- **Request**:
Pull out each line of the material below that contains the word "hair" and copy those lines in full.

- **Records supplied**:
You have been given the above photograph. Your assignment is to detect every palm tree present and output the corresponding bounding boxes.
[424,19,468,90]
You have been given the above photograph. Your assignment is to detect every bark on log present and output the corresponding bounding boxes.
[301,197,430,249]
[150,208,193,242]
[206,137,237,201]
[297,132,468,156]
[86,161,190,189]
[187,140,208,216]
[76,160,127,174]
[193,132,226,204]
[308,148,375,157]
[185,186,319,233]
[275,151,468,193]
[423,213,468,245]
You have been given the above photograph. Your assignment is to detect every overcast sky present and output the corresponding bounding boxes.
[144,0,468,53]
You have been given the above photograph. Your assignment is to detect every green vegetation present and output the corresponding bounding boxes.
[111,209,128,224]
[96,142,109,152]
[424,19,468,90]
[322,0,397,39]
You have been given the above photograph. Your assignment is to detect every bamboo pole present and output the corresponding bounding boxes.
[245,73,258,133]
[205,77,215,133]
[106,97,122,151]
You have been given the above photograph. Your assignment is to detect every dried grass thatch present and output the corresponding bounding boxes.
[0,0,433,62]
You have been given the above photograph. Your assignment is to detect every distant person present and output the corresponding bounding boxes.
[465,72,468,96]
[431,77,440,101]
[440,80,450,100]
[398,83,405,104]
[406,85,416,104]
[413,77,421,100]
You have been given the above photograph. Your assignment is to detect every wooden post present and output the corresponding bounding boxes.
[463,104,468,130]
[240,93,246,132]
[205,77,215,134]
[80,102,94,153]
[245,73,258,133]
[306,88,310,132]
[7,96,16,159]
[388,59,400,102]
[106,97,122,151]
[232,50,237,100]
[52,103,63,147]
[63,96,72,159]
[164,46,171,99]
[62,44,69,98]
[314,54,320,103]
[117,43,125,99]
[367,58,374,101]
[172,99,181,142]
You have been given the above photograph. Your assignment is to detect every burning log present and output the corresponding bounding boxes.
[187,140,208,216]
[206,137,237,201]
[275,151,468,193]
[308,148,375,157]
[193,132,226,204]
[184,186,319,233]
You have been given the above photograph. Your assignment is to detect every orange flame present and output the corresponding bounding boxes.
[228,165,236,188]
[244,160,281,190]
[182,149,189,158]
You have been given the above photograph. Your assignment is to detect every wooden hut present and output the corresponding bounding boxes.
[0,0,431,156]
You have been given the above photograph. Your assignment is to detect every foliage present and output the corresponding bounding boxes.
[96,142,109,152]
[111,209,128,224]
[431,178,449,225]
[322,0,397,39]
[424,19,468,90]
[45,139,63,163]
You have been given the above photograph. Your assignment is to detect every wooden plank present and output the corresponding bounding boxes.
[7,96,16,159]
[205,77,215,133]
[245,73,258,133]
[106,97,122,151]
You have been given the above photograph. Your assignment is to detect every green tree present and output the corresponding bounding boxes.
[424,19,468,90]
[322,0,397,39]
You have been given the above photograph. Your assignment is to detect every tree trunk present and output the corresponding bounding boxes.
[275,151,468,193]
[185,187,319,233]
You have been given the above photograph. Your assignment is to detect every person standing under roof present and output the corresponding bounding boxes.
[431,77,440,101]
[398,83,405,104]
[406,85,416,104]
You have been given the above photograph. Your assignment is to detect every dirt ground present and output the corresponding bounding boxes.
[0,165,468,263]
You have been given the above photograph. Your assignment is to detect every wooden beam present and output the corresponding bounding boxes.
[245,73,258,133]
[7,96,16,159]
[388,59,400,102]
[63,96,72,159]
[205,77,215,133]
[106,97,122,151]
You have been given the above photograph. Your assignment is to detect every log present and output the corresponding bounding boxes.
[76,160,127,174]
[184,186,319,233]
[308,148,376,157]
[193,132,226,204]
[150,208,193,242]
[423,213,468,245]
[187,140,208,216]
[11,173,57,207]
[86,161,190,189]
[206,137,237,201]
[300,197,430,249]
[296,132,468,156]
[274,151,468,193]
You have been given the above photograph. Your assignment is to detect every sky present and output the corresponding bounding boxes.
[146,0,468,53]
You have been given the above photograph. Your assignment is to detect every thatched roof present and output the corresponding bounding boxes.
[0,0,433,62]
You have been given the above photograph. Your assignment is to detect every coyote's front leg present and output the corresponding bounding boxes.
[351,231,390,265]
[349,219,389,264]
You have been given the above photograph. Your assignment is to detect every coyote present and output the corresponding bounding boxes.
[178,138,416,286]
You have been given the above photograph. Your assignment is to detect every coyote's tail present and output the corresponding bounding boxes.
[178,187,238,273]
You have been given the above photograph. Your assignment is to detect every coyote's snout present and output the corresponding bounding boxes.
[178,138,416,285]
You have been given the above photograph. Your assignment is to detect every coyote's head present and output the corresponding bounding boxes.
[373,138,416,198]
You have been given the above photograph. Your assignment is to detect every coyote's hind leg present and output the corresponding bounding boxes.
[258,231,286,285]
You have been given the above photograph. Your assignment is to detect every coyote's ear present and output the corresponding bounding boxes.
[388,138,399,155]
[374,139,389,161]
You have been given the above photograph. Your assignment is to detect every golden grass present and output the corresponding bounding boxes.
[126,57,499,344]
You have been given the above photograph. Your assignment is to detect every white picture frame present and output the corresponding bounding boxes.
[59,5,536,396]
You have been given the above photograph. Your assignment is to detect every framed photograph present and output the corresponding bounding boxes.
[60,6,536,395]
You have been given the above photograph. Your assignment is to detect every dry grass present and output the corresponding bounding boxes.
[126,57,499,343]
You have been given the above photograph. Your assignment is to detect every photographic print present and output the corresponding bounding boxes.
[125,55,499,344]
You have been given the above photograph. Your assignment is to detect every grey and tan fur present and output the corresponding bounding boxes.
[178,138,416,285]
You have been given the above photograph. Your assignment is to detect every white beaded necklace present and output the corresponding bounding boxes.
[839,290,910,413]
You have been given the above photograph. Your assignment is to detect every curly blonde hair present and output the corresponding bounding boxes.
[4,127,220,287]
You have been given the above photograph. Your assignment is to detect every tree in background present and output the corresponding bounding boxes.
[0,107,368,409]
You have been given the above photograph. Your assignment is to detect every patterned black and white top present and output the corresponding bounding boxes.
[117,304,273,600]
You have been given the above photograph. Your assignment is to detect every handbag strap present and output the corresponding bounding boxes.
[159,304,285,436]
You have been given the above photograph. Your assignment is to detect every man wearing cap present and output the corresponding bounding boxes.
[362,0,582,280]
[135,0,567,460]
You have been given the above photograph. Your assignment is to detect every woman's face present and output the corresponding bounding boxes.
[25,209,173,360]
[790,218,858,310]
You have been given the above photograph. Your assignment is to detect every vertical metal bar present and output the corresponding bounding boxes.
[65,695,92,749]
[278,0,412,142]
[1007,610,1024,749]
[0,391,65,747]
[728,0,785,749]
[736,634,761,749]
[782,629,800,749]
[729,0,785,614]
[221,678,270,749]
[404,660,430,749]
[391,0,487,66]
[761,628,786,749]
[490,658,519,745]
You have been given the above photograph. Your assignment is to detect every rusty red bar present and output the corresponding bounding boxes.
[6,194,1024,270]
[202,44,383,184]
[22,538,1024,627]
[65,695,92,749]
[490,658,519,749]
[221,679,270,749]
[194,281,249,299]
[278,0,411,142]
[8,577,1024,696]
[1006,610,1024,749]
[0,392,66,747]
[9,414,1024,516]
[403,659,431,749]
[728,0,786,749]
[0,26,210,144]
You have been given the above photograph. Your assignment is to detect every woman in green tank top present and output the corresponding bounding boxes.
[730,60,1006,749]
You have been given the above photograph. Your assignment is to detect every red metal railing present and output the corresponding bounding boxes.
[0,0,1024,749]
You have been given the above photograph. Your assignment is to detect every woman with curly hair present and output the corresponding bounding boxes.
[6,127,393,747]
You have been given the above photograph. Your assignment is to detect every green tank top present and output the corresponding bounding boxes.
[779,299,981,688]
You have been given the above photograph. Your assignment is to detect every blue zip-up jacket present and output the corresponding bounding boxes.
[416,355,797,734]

- **Exercise answer**:
You have been given the above photograph. Your assignment is to detect every curly blonde hair present and output the corresponding bounding boxes.
You have been given the above photograph. Your assignment is to detect every woman with curly hair present and output the corresponding bounding boxes.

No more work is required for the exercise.